**Written task**
Write the next part of the passage about how fishers, recreational divers, and reef scientists perceive changes in Brazilian reefs, starting right after its final sentence.

* Begin Selected passage *

Reconciling knowledge from different stakeholders, of variable
age groups and experiences is an alternative to reconstruct the
process of change that a particular species or environment gone
through (Hansen et al., 2006). This could be an important
tool to reconstruct sensitive reefscapes in areas that lack
baseline data and struggle with research funding, management,
and enforcement. This is the case of Southwestern Atlantic
reefs, most of which are within Brazilian territory, occurring
between the latitudes ∼5◦N and 27◦S and are marked by
high species endemism of corals and fishes (Leão et al., 2016;
Francini-Filho et al., 2018). These reefs are not homogeneous
(Aued et al., 2018), while some of them are similar to typical
coral reefs (Northeast region), others consist of rocky reefs
that can support coral assemblages (Southeast and South
regions; Leão et al., 2003). Brazilian reefs are found in
shallow margins close to the coast, island edges and isolated
banks (Leão et al., 2003;Kikuchi et al., 2010), many of
them are close to densely populated areas where they are
more subjected to direct anthropogenic impacts (Moura, 2000;
Magris et al., 2021). Brazilian reefs are generally used for
both extractive (i.e., fishing) and non-extractive activities (i.e.,
tourism, recreational diving, and scientific research), and these
uses are often more intense when reefs are closer to the
shore. Fishing, climate changes and pollution are among the
main threats to Brazilian marine biodiversity (Magris et al.,
2021), which combined may have caused severe changes in
reef biodiversity.
We aimed to understand whether fishers, recreational divers,
and reef scientists who use Brazilian reefs have a different
perception about potential changes these reefs have undergone
and whether they tend to converge or diverge on specific
aspects of change. By unraveling, recognizing and connecting
these perceptions we may be able to produce a more accurate
historical reconstruction of changes and their magnitude in
these ecosystems.

* End Selected passage *
* Begin Extracted entries *

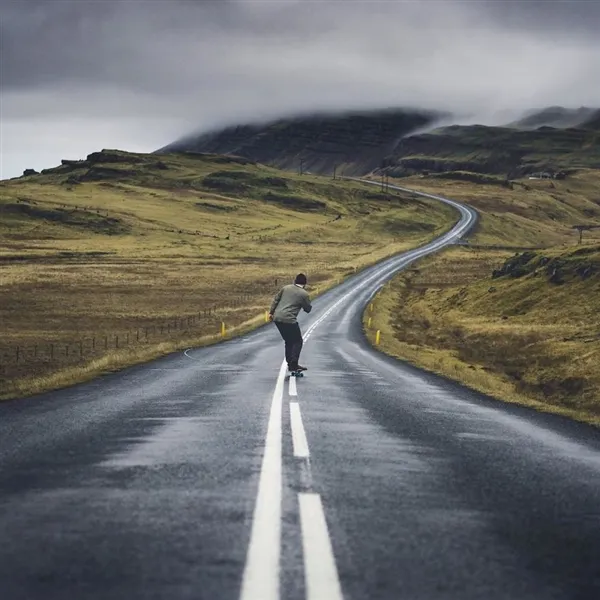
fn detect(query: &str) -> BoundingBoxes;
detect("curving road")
[0,185,600,600]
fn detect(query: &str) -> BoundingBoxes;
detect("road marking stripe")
[290,376,298,396]
[298,493,343,600]
[240,362,286,600]
[290,402,309,458]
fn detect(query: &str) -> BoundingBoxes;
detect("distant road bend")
[0,186,600,600]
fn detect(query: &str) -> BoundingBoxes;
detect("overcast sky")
[0,0,600,178]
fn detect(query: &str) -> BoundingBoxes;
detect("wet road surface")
[0,185,600,600]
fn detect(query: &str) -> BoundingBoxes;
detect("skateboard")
[290,369,306,377]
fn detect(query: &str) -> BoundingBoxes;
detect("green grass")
[365,233,600,424]
[0,150,456,398]
[386,125,600,178]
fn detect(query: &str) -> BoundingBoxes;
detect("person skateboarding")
[269,273,312,373]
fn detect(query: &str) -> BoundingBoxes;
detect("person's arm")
[302,293,312,312]
[269,288,283,320]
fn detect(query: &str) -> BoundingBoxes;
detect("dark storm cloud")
[0,0,600,176]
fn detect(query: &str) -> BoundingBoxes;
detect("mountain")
[384,125,600,178]
[157,106,600,178]
[158,110,448,175]
[507,106,600,129]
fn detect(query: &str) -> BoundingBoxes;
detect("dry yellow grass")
[365,246,600,424]
[0,153,455,398]
[400,169,600,247]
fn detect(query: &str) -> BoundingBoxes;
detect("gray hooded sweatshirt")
[270,283,312,323]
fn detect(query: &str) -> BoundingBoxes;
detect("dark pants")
[275,321,302,369]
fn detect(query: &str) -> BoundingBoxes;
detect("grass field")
[365,171,600,424]
[399,169,600,247]
[0,151,456,398]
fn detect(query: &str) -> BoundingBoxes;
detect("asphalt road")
[0,185,600,600]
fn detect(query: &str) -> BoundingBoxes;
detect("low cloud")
[0,0,600,178]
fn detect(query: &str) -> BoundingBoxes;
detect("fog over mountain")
[0,0,600,178]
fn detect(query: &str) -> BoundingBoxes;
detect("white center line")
[298,493,343,600]
[290,377,298,396]
[290,402,309,458]
[240,362,286,600]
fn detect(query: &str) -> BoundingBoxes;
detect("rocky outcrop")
[492,247,600,285]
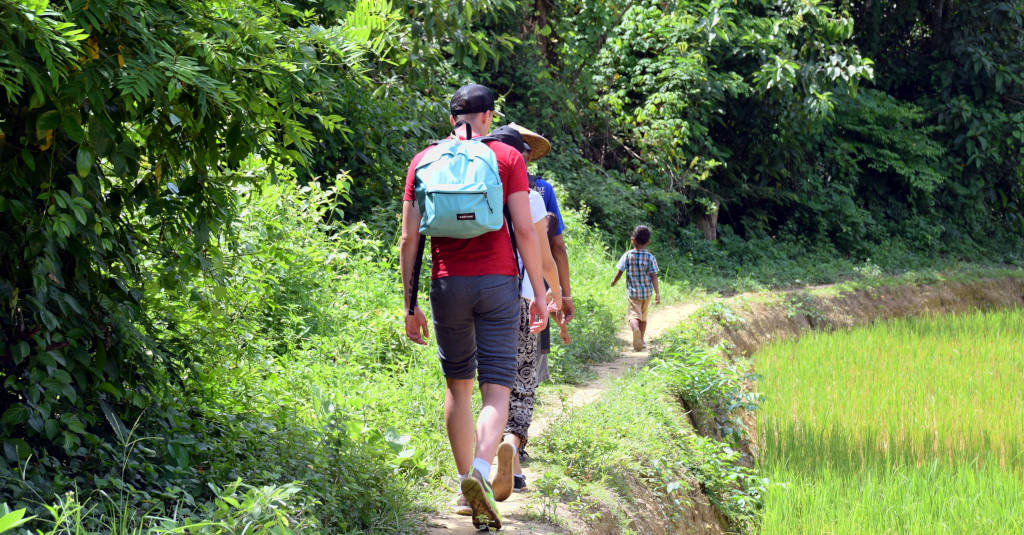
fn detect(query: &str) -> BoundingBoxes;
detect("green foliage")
[536,354,766,532]
[651,321,760,445]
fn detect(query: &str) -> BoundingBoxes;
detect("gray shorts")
[430,275,519,388]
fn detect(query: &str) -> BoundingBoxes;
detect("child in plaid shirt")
[611,224,662,352]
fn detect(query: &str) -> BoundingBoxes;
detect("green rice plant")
[757,310,1024,534]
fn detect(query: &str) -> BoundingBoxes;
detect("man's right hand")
[529,297,548,334]
[406,305,430,345]
[561,296,575,323]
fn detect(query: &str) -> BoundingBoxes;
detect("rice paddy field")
[756,310,1024,535]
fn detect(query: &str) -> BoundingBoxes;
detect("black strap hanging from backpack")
[408,121,523,316]
[409,208,525,316]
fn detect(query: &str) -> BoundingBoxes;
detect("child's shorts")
[627,297,650,322]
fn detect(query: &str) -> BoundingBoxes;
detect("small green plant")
[0,503,35,533]
[783,292,825,325]
[694,300,743,329]
[651,330,760,444]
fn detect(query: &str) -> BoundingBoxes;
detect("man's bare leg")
[444,379,475,476]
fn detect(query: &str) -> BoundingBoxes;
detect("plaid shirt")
[618,249,657,299]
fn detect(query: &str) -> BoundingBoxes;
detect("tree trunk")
[697,201,720,242]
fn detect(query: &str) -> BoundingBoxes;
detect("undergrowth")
[0,170,1019,534]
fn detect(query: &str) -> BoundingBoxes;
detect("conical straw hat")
[508,123,551,162]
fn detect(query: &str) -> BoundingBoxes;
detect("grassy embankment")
[757,310,1024,534]
[9,172,1019,533]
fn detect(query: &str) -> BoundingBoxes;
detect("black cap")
[487,125,529,153]
[450,84,495,115]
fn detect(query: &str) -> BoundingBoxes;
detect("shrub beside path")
[424,302,698,535]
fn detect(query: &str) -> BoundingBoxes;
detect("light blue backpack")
[408,125,522,316]
[415,137,504,239]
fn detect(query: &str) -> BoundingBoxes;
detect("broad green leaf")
[0,404,31,425]
[36,110,60,131]
[0,509,35,533]
[75,147,92,177]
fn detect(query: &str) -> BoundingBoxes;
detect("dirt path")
[425,303,697,535]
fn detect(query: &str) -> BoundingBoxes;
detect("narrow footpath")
[424,303,697,535]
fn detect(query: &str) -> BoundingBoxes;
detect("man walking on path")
[399,84,548,528]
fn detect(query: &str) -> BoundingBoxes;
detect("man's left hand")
[406,305,430,345]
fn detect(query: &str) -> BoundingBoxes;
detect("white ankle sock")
[473,457,490,481]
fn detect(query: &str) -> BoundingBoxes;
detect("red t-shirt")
[403,134,529,279]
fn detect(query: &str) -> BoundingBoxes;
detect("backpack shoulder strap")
[409,234,427,316]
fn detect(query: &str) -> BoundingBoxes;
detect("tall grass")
[757,310,1024,534]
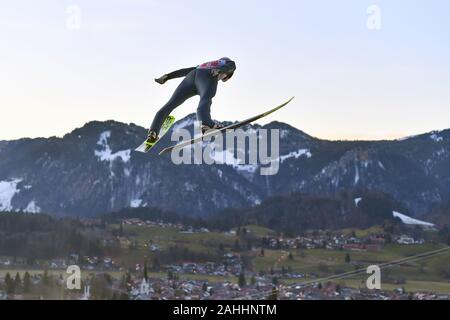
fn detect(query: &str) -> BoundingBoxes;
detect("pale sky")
[0,0,450,140]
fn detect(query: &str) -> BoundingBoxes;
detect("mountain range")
[0,114,450,217]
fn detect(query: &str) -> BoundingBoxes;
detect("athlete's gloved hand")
[155,74,169,84]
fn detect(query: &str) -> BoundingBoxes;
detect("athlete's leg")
[150,70,197,133]
[195,69,218,127]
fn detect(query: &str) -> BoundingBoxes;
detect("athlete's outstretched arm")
[155,67,196,84]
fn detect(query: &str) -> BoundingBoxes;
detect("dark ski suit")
[150,58,236,133]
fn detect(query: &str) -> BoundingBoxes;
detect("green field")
[18,225,450,294]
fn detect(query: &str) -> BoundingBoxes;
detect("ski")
[159,97,294,155]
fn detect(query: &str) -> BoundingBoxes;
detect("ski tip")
[158,148,171,156]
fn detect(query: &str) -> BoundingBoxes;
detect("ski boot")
[145,130,159,151]
[201,122,225,135]
[155,74,169,84]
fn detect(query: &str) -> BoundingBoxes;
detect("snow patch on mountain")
[279,149,312,163]
[0,179,22,211]
[397,135,417,141]
[392,211,434,227]
[94,131,131,163]
[354,163,359,186]
[23,200,41,213]
[130,199,142,208]
[210,150,258,173]
[430,133,444,142]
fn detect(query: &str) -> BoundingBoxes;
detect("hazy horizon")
[0,0,450,140]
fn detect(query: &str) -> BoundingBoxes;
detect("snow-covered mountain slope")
[0,115,450,216]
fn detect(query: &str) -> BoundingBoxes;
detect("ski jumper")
[150,58,236,132]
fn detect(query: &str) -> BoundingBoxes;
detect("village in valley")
[0,212,450,300]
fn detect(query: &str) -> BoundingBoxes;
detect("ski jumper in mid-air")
[145,58,236,147]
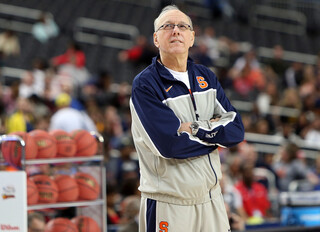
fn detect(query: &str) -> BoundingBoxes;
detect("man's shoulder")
[132,64,157,87]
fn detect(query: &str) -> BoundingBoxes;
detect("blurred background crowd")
[0,0,320,232]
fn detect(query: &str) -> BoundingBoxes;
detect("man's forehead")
[159,10,189,24]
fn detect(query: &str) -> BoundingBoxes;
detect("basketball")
[74,172,100,200]
[44,217,79,232]
[55,175,79,202]
[71,216,101,232]
[71,130,98,156]
[49,130,77,157]
[29,130,57,159]
[30,175,58,203]
[27,178,39,205]
[1,131,38,167]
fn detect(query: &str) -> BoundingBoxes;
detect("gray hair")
[28,212,45,227]
[153,5,193,31]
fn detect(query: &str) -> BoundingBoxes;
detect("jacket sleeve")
[196,71,244,147]
[130,86,217,159]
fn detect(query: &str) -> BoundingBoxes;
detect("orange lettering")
[197,76,208,89]
[159,221,169,232]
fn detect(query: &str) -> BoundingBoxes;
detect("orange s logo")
[159,221,169,232]
[197,76,208,89]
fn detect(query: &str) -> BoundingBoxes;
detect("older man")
[130,5,244,232]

* End Extracted entries *

**Answer for this exercise**
MATERIALS AND METHODS
This study was conducted between June 2018 and October 2019
in seven states along 3,133 km of the Brazilian coast (Figure 1), an
area that comprises more than 50% of the distribution of reefs and
diverse reef structures in Northeast and Southeast Brazil (Leão
et al., 2016;Aued et al., 2018). The interview procedures were
approved by the Ethics Committee at the Federal University of
Rio Grande do Norte (CAAE: 73739917.3.0000.5537) and, in the
case of protected areas, by the Brazilian System for Authorization
and Information on Biodiversity (SISBIO: 65379).
Interviewed Stakeholders
We interviewed the stakeholders who make direct and constant
use of reefs, namely fishers, recreational divers, and reef scientists.
Among fishers, we focused on those who practice spearfishing
to ensure a closer contact with the reefs, although we eventually
included some fishers who use gillnets and hook-and-line,
provided they were specialists in reef fishing. Despite not having a
daily contact with reefs, recreational divers tend to have a unique
and contemplative view of reefscapes because of the cultural
values attributed to this leisure activity (Arin and Kramer,
2002), therefore we interviewed recreational divers and diving
instructors. Among reef scientists, we focused on those whose
research is focused on understanding reef ecological processes
as we were interested in observable changes in living organisms.
Despite our effort to find individuals within each of these groups
of stakeholders (fishers, divers, and scientists) in every state we
visited, we were unable to include representatives from all three
categories in all states, either for logistical reasons and/or ease of
access to certain groups. For example, in the state of Paraíba, we
were only able to interview divers (Figure 1).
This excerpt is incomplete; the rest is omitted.